- **Task details**:
The entries below are to be reproduced exactly, with their pictures omitted.
Top of Data shown
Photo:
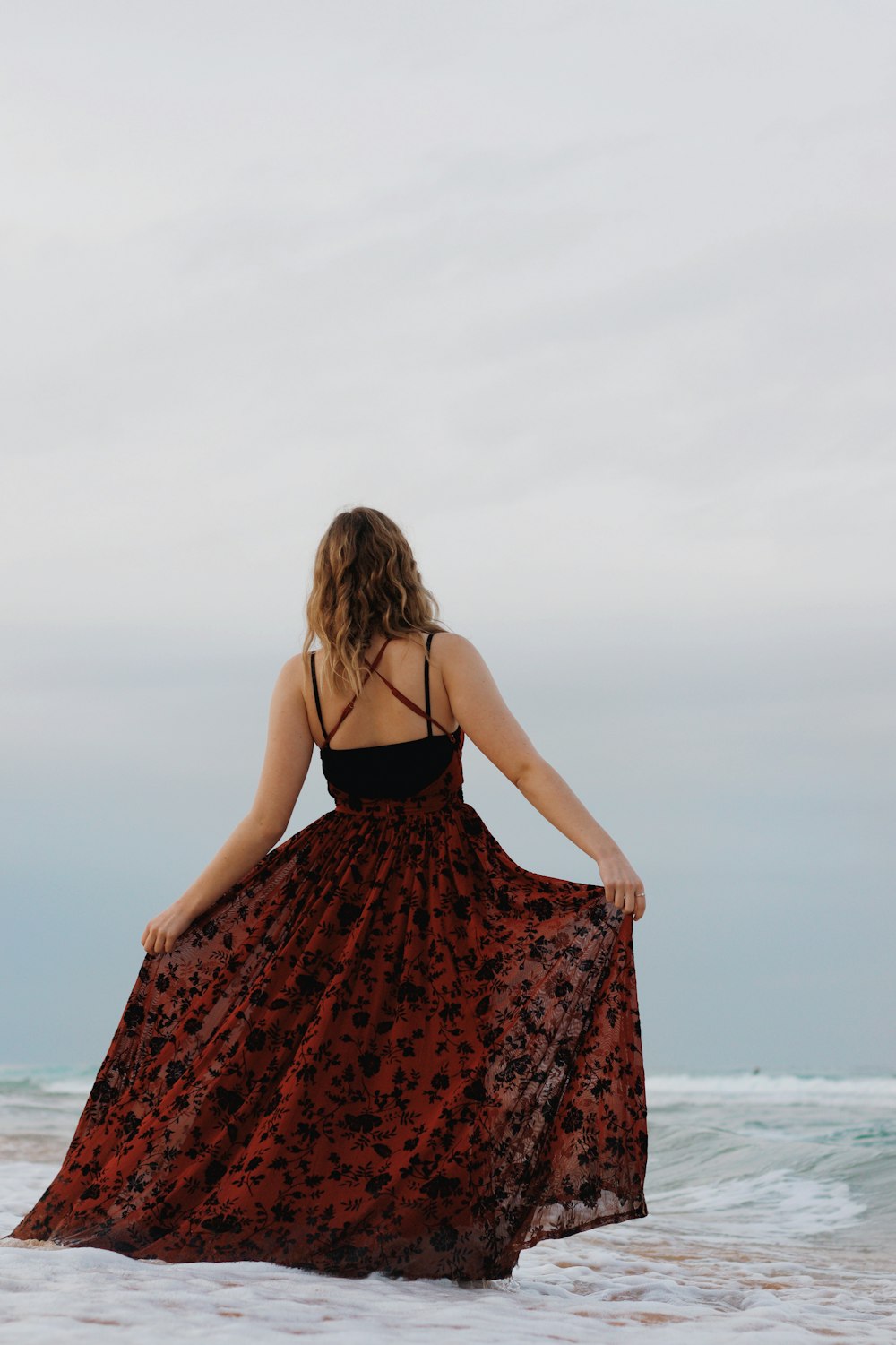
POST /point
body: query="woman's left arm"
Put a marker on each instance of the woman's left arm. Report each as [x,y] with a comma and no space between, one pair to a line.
[286,765]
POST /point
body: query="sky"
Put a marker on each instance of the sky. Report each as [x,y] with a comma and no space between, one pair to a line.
[596,301]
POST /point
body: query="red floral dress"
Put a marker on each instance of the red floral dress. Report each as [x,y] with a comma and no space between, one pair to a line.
[385,1048]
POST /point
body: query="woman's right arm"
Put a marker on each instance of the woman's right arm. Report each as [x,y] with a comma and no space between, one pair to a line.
[479,706]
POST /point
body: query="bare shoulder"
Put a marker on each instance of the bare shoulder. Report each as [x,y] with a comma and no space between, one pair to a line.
[294,671]
[479,706]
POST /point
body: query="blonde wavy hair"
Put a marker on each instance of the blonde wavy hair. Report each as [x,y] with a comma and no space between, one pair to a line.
[365,582]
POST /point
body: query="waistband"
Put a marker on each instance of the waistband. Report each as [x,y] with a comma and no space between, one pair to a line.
[415,806]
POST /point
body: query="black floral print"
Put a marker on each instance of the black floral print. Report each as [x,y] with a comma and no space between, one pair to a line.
[386,1048]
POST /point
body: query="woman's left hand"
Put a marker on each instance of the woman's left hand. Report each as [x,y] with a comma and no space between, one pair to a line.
[164,929]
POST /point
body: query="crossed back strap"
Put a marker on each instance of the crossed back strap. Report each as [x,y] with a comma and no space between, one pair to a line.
[372,668]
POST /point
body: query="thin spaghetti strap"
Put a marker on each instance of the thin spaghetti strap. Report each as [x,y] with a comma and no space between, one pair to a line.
[370,668]
[410,705]
[426,684]
[314,678]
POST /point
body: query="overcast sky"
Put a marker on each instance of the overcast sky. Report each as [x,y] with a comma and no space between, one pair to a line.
[596,300]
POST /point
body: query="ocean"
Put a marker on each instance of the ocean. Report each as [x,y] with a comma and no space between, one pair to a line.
[772,1212]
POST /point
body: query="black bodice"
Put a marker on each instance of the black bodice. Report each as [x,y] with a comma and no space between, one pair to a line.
[386,770]
[391,770]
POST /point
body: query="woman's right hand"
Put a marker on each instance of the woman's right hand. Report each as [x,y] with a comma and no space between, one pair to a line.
Bottom of Data shown
- **Result for this exercise**:
Photo:
POST /point
body: query="woman's left arm"
Put a marker on each instance of the woman's left arm. Report each as [x,y] with a comma and no space between, one pair to a line.
[286,765]
POST /point
body: query="sky"
Put a marker on each instance of the sky. Report each as [x,y] with a comma and no space between, one pair to a line.
[596,301]
POST /point
body: query="red floral dress"
Put a marker on each instance of the red floral dress. Report each as [x,y] with a comma and no space between, one pair to a line.
[385,1048]
POST /point
body: query="woman's right arm"
Put a marker on each instance of the woman's right arm. Report each as [x,y] with a comma and no space between, one pair to a line.
[479,706]
POST /point
body: query="bare shoulder"
Put a marker on each instance of the bare shoulder. Report each as [x,y] with a comma and no space between, one pair to a line.
[294,671]
[479,706]
POST /point
body: query="blonde wavy hair"
Put a marker on each instance of the blonde wavy hair. Report each as [x,y] with a comma and no space between, one pair to a line.
[365,582]
POST /point
body: query="waistband"
Put a marker on each instance of the waistband. Report each as [x,y] with a comma and no space between, one pair to a line.
[415,806]
POST /point
body: query="black floral print"
Put a marker on each instance of the black floral print. Report each as [x,y] with a comma and no space between, one pair to a line.
[386,1048]
POST /point
body: query="woman's left hand"
Put a marker on each instance of the woman's left hand. Report each as [x,y] with a comma and no space between, one pair to a line.
[164,929]
POST /point
body: query="crossed back strap"
Put a marker on each instance of the crossed back strap. Report each as [x,y] with a comma and no space between, one pair to a line.
[372,668]
POST /point
body: query="thin spaghetti strap"
Put a marker on each instance of the thin spaghetti strap. Report each as [x,y] with a comma and no space between, one pair to a line.
[370,668]
[410,705]
[426,684]
[314,678]
POST /point
body: query="overcast sky"
Put a marker on each instance of the overcast sky. Report each as [x,y] with a comma and no space between, one pair to a line.
[596,300]
POST /point
body: query="ocean"
Put a marker on each instance of the ocean. Report each as [x,y] with a comma and no space between, one pair to a line.
[772,1212]
POST /point
body: query="black bodice"
Put a marker on each instance of the black bodice. Report each as [x,y] with a comma and no space between, one pair to a line.
[386,770]
[391,770]
POST /point
body: query="woman's right hand"
Put a marker on each instance of the woman's right hand. Report each as [x,y] with a comma and no space between, one pair to a line.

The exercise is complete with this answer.